Brasil. Abriram a janela de Lula mas ninguém a cruzou

Um magistrado de plantão, mercenário ou garimpeiro das aspirações perdidas, quase evadiu o ex-presidente.

Não passou tudo de um simulacro de liberdade e Lula da Silva continuará preso na cela de 15 metros quadrados da Superintendência da Polícia Federal de Curitiba, onde, com toda a probabilidade, assistirá às eleições nas quais seria vencedor antecipado. No começo da noite portuguesa, o juiz relator do processo que condenou o ex-presidente a 12 anos e um mês de prisão reverteu a surpreendente decisão do início da tarde, segundo a qual Lula da Silva seria libertado por via de um habeas corpus que já todas as altas instâncias brasileiras recusaram. O dia terminou no anticlímax: o líder das sondagens teve um pé na liberdade, mas de novo viu-se encurralado entre dois Brasis. E de novo foi engolido.

Aceitamos que o caso é complexo e tem reviravoltas bastantes. Contamo-lo sinteticamente. Na manhã brasileira e início da tarde portuguesa deste domingo, o juiz de plantão e desembargador no Tribunal Regional da 4ª Região, Rogério Favreto, explodiu na celebridade instantânea ao imprevisivelmente aceitar um habeas corpus apresentado por três deputados do Partido dos Trabalhadores. Favreto, de quem se veio a saber rapidamente que foi funcionário dos governos Lula e militante do seu partido, sustentou que as decisões do Supremo Tribunal Federal e Superior Tribunal de Justiça não tinham fundamento, argumentou que a participação de Lula da Silva nas eleições é imprescindível à vida democrática brasileira e sustentou que a condição de pré-candidato é suficiente para se repensar a sua liberdade. “Cumpra-se em regime de URGÊNCIA”, ordenou o homem de plantão.

Este estado de coisas, urgentíssimo, assemelhou-se quase uma evasão jurídica da cadeia. Os três deputados do habeas corpus deslocaram-se à Superintendência de Curitiba para se assegurarem de que o ex-presidente sairia este domingo da prisão. Parecia alumiar-se de novo a cavernosa perspetiva da esquerda brasileira para as eleições de outubro. A janela estava aberta, mas Lula não a atravessou. Sérgio Moro, o relator do processo Lava-Jato, foi o primeiro a agir. Declarou Favreto uma “autoridade absolutamente incompetente” para contrariar as deliberações das mais altas instâncias jurídicas. Garantiu que não permitiria a liberdade.

Jornalismo a toda a velocidade: recolheram-se testemunhos sobre Favreto; revelou-se que o magistrado tentara sancionar Moro por considerá-lo em conflito de interesses – como argumenta o PT sobre o homem que diz vestir a capa de justiceiro nacional em benefício da sua própria ambição – e, minuto a minuto, exibiram-se as primeiras manifestações dos brasileiros que pensavam que Lula regressava à luz por força de uma regra espontânea.

Superficial esperança. De novo as aspirações dos que querem regressar aos braços do mais transformador e consequente presidente brasileiro se esvaíram. O juiz relator do processo que condenou Lula da Silva a 12 anos e um mês de prisão – João Gebran Neto – interveio e suspendeu a liberdade “urgente” de Lula. O Ministério Público recorrerá e, quase certamente, vencerá.

E Neto não atacou apenas Favreto, um instantâneo apóstolo da polarização. Lançou-se ao segundo Brasil; aquele que se por momentos, este domingo, regressava a Lula. Chamou-lhe “absolutamente incompetente” e assegurou que a apoteose era farsa.

Mercenário, ou garimpeiro de uma aspiração perdida, Favreto, como Lula ou Moro, parece sintoma de um país esquartejado. De súbito odiado e amado, polarizador, Favreto escolheu a sua lei. Apenas não vingou.

Dados exibidos:

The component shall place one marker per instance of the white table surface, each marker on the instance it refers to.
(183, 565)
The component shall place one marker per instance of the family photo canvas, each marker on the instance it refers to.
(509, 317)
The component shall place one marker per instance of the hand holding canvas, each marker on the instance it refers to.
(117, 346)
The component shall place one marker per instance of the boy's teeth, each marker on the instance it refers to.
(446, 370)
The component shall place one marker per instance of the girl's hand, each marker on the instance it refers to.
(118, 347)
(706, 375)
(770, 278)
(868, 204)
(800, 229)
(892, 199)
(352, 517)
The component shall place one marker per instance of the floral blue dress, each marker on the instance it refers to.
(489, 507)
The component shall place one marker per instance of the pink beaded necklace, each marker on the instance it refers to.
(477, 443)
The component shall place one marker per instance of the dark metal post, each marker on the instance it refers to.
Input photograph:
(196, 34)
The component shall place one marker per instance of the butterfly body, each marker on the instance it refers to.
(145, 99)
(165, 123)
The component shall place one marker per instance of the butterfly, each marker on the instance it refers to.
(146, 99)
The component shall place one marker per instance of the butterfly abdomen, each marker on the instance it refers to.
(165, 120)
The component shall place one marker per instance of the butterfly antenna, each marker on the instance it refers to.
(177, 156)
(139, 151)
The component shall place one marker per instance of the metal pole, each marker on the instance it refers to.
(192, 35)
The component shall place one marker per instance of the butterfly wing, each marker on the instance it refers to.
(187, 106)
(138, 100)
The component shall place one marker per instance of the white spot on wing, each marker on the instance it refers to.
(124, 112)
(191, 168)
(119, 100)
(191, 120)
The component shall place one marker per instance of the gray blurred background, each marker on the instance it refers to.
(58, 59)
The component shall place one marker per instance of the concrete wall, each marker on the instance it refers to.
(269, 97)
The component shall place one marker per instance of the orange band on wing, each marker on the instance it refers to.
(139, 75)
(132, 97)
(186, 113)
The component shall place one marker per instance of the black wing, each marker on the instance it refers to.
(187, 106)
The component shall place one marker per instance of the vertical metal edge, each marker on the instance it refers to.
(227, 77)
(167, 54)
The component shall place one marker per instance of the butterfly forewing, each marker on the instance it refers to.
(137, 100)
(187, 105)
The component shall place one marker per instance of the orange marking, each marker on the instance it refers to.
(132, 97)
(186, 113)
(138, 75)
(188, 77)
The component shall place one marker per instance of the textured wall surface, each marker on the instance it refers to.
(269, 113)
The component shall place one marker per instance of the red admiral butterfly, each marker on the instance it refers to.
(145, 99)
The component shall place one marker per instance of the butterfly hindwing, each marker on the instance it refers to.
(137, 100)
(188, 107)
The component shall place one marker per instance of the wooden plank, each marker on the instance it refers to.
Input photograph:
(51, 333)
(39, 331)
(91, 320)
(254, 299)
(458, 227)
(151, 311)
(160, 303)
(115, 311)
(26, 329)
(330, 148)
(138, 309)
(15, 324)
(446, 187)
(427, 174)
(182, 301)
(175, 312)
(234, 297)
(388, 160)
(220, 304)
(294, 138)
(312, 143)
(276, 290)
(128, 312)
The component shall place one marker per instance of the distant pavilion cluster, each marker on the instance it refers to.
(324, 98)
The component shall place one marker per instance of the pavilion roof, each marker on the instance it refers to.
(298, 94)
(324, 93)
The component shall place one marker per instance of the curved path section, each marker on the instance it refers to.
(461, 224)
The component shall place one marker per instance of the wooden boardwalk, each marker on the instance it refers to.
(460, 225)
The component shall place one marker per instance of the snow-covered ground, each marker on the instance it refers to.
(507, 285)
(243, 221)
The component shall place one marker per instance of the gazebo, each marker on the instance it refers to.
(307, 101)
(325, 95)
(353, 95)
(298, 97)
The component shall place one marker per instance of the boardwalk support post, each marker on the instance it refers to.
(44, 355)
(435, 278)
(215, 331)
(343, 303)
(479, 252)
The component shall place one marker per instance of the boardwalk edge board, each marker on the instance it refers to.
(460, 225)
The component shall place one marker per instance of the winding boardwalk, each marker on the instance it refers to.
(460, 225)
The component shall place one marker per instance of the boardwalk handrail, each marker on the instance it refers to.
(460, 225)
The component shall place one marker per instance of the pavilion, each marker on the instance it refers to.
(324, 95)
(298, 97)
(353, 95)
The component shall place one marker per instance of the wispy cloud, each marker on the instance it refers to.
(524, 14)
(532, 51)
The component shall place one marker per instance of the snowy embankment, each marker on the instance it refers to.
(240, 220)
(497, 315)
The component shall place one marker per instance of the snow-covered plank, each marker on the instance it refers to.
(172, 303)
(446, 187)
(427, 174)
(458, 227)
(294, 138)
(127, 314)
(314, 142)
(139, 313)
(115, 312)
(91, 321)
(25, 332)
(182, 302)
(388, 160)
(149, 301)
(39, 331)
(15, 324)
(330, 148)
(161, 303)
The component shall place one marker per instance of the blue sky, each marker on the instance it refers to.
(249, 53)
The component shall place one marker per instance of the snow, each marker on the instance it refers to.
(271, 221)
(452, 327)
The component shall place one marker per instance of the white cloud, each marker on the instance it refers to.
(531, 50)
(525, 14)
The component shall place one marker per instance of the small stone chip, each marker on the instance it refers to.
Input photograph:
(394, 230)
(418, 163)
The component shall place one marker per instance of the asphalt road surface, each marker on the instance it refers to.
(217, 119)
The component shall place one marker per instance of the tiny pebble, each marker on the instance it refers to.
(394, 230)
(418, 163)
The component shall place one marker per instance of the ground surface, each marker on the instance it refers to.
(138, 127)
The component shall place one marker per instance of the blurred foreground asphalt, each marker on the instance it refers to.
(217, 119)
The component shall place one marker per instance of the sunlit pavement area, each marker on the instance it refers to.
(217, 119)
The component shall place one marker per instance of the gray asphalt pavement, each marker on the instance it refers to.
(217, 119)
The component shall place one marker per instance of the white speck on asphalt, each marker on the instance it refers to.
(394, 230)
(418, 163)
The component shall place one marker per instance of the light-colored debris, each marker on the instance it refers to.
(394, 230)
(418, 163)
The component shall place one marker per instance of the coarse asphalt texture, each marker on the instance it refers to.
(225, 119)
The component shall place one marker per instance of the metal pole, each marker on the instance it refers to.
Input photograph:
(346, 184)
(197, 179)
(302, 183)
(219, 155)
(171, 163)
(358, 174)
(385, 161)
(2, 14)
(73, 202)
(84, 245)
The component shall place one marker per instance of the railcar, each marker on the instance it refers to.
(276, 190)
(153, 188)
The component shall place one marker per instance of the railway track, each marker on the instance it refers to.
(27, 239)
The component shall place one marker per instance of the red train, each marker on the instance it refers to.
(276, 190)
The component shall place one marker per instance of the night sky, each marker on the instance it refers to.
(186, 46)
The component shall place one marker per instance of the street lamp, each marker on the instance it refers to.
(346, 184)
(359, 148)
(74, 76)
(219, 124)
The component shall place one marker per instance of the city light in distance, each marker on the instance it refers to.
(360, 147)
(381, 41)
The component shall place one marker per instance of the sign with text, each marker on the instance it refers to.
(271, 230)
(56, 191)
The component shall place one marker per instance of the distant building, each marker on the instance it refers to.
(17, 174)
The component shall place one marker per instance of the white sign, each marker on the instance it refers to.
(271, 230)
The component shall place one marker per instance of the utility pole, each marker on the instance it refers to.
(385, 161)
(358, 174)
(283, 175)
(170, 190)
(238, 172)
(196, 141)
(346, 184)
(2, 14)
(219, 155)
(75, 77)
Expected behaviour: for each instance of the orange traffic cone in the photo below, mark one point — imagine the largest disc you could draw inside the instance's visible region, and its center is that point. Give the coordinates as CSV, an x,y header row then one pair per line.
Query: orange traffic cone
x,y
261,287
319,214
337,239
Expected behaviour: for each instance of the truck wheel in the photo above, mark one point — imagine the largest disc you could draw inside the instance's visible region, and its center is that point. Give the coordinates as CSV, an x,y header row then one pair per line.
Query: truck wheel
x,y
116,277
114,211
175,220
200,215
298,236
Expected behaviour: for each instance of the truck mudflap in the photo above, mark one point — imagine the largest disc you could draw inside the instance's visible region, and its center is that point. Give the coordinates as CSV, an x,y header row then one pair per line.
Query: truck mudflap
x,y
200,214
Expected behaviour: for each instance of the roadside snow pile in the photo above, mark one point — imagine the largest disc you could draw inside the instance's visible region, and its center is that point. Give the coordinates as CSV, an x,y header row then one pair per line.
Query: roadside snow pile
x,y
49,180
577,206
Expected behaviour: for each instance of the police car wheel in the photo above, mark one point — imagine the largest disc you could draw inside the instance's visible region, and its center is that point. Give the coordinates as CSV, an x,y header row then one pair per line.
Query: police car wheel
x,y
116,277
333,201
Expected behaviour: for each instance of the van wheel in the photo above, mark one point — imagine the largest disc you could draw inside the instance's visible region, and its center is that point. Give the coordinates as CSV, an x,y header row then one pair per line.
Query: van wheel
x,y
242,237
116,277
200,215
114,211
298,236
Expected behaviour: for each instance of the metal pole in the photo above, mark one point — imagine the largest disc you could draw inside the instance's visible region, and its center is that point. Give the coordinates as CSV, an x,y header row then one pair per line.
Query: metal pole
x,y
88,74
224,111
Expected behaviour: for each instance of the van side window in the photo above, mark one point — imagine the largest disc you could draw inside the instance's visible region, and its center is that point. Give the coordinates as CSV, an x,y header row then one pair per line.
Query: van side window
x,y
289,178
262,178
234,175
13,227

Pedido de tarefa A:
No texto sobre Lula, qual é o tamanho da cela onde ele continuará preso?
Pedido de tarefa B:
Copie do texto sobre Lula o trecho entre "Um magistrado de" e "novo foi engolido.", incluindo essas duas partes.
Responda usando somente o texto, sem olhar as linhas.

Resposta escrita A:
A cela tem 15 metros quadrados.

Resposta escrita B:
Um magistrado de plantão, mercenário ou garimpeiro das aspirações perdidas, quase evadiu o ex-presidente.

Não passou tudo de um simulacro de liberdade e Lula da Silva continuará preso na cela de 15 metros quadrados da Superintendência da Polícia Federal de Curitiba, onde, com toda a probabilidade, assistirá às eleições nas quais seria vencedor antecipado. No começo da noite portuguesa, o juiz relator do processo que condenou o ex-presidente a 12 anos e um mês de prisão reverteu a surpreendente decisão do início da tarde, segundo a qual Lula da Silva seria libertado por via de um habeas corpus que já todas as altas instâncias brasileiras recusaram. O dia terminou no anticlímax: o líder das sondagens teve um pé na liberdade, mas de novo viu-se encurralado entre dois Brasis. E de novo foi engolido.